:: GOAL ::
Please copy out every line of the entries below, requests included, and shift each coordinate in the answers by adding 90 to both its x and y values. Leave the requests and their format descriptions unchanged.

:: LISTING ::
┄┄┄┄┄┄┄┄┄┄┄┄┄┄┄┄┄┄┄┄

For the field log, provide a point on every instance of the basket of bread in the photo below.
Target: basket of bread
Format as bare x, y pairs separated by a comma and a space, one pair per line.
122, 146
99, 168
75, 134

┄┄┄┄┄┄┄┄┄┄┄┄┄┄┄┄┄┄┄┄

:: RIGHT ANSWER ::
For the field log, provide a point on every instance of the basket of bread in the photo below.
Target: basket of bread
Format as bare x, y pairs separated by a comma and a space, one pair per line.
212, 236
189, 258
165, 224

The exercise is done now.